*Seu objetivo*:
Responda com base no trecho do documento:
1. O que a mulher calçou ao se preparar para sair no sábado?
2. Quantos copinhos de cerveja ela tomou no bar?
3. Para onde ela seguiu no domingo depois de aceitar o convite para o almoço?

Fim de Domingo.
“_À luta, mulher que o recolhimento só é saudável até certo ponto. Depois com essa tua alma sensível, pode se transformar em depressão, doença do século que se inicia."
"_ Há que se por de pé e sair. Você já sabe que também há amigos além dessas paredes e tão bons como os daqui ."
E a mulher ouviu a voz que vinha de experiências passadas. Sabia que o que queria não dependia de si. Havia se encolhido o mais que podia para que as armas não a atingisse. Havia feito apelos e recebido apoios, mas agora tinha que reagir.
Sábado à tarde e a mulher se preparou para sair. Tratou da aparência. Escolheu a roupa. Calçou uma sandália alta que estava encostada. Pegou as chaves do carro e partiu. O destino era bem próximo, mas ela enveredou por outras ruas até lá chegar. Às vezes ela faz assim.
Abraçada com carinho e alegria participou de tudo. Riu e fez rir com suas últimas distrações. Ouviu aquela canção que um dia alguém cantara para ela ao som do violão. Mas não deixou a tristeza entrar.
Sem muita insistência dividiu o microfone e cantou. Ela adora cantar.
Foi sim uma bela tarde, mas o dia ainda não havia terminado. Desceu uma rua e encontrou mais gente querida em um bar freqüentado antes com o mesmo cara do violão. Tomou apenas dois copinhos de cerveja, pois lá não servem chope e a cerveja é servida em pequenos copos para não esquentar. Ah, a mulher ao qual me refiro não se dá muito bem com álcool e portanto só bebe pouquinho.Era tão perto de casa que a lei seca não a pegaria.
Crime confesso volta para a casa a mulher. Depois do banho, fisgou-lhe a dor que naquela tarde ela pensou ter vencido.E doeu a noite toda. Dormiu e sonhou com a dor. Acordou com a coluna incomodando muito e lembrou do salto da véspera. Aquela sandália acabara com a sua lombar. Então resolveu se entregar, iria cultuar mais a melancolia naquele domingo que já ía para lá de meio-dia.
Mas ela luta mais do que pensa poder. Bem que lhe disseram várias vezes que sensibilidade, não era sinônimo de fragilidade. Ao invés de se recolher aceitou o convite para o almoço e seguiu para a maratona da churrascaria da moda.
Os nervos à flor da pele, bem ao ritmo da letra de Zeca Baleiro, lhe fez passar do lugar e fazer o retorno bem além na grande avenida. Ao chegar ao restaurante, caso o manobrista não a socorresse a tempo era bem capaz daquela mulher sair gritando do carro diante da confusão de automóveis no estacionamento.

*Informações extraídas*:
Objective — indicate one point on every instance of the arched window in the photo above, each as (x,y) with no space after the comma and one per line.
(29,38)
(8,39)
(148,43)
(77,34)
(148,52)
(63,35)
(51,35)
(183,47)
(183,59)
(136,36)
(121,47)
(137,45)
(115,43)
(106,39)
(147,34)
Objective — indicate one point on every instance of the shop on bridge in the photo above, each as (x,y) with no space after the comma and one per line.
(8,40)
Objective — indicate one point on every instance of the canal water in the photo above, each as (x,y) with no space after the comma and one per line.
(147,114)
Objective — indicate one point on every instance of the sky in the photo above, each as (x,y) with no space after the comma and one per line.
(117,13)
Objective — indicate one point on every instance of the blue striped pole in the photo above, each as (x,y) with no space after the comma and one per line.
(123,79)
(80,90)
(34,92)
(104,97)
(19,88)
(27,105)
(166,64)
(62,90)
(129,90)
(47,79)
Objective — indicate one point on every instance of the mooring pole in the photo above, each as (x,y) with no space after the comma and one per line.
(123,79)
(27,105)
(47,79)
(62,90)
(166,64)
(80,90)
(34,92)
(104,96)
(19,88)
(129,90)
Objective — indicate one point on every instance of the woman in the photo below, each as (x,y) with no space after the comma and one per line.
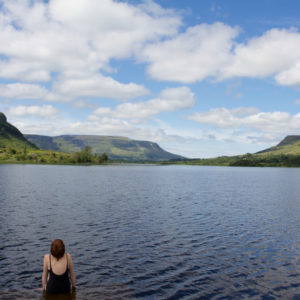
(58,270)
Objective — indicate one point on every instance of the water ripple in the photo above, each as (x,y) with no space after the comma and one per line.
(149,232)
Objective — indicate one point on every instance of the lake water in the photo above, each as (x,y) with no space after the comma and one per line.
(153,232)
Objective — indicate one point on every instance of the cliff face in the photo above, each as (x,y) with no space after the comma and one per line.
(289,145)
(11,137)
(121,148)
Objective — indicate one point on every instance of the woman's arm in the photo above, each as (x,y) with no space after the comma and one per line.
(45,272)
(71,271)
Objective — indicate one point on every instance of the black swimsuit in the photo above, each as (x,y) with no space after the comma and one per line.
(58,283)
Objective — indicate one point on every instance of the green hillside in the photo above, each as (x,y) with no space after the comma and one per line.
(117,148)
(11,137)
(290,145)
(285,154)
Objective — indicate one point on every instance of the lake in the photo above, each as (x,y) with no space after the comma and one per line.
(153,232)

*Resultado da tarefa*:
1. Uma sandália alta que estava encostada.
2. Dois copinhos.
3. Para a maratona da churrascaria da moda.